- _INSTRUCTION_
Render the data from the line containing "731, row 369." through the line containing "column 1000, row 487", both included, as a Markdown table with the columns Nr and Line. Give each line its row number, leave out blank lines, and include nothing outside that span.

- _LISTING_
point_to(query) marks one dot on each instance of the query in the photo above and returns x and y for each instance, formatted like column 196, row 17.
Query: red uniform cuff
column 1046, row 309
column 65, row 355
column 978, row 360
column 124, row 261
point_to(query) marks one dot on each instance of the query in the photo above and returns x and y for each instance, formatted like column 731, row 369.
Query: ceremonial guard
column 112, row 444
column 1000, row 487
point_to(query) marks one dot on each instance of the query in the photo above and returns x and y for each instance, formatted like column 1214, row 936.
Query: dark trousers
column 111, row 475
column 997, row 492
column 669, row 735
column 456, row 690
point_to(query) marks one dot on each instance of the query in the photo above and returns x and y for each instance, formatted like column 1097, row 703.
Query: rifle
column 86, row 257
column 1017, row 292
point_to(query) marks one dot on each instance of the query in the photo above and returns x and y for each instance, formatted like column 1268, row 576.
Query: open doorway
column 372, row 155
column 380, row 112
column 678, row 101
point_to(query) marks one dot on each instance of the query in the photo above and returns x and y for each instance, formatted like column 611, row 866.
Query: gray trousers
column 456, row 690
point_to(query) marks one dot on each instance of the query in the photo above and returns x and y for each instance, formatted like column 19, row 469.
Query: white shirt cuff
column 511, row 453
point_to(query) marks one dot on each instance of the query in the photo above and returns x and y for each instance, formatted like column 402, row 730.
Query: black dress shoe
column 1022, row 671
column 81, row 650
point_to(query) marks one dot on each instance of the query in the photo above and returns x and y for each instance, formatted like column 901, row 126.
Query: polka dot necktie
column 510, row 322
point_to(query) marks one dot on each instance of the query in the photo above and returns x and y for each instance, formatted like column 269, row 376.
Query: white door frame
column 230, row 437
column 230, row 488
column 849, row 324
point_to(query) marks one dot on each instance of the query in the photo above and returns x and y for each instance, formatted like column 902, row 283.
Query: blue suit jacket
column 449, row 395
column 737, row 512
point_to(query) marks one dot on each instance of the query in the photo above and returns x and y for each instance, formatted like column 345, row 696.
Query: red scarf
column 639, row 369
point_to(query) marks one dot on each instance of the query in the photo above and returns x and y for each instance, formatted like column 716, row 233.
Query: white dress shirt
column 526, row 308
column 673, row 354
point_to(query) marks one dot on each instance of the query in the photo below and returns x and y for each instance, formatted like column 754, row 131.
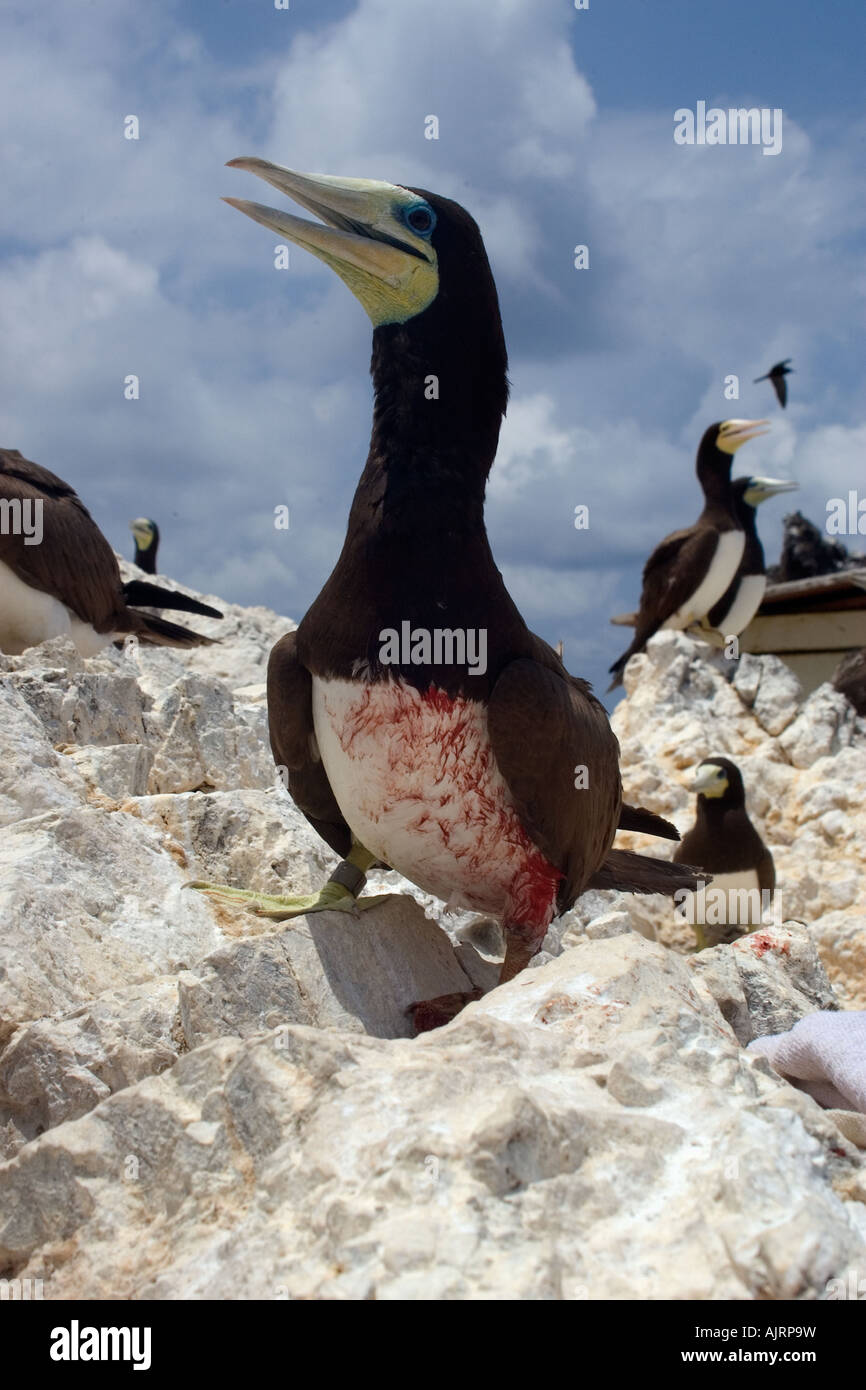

- _SOLVED PROBLEM_
| Nr | Line |
|---|---|
| 1 | point_to(query) marks one dot on each instance of the query in the photo above and returns x and y for each instance, formatted like column 731, row 369. |
| 2 | Query: ceremonial guard |
| 3 | column 112, row 444 |
| 4 | column 1000, row 487 |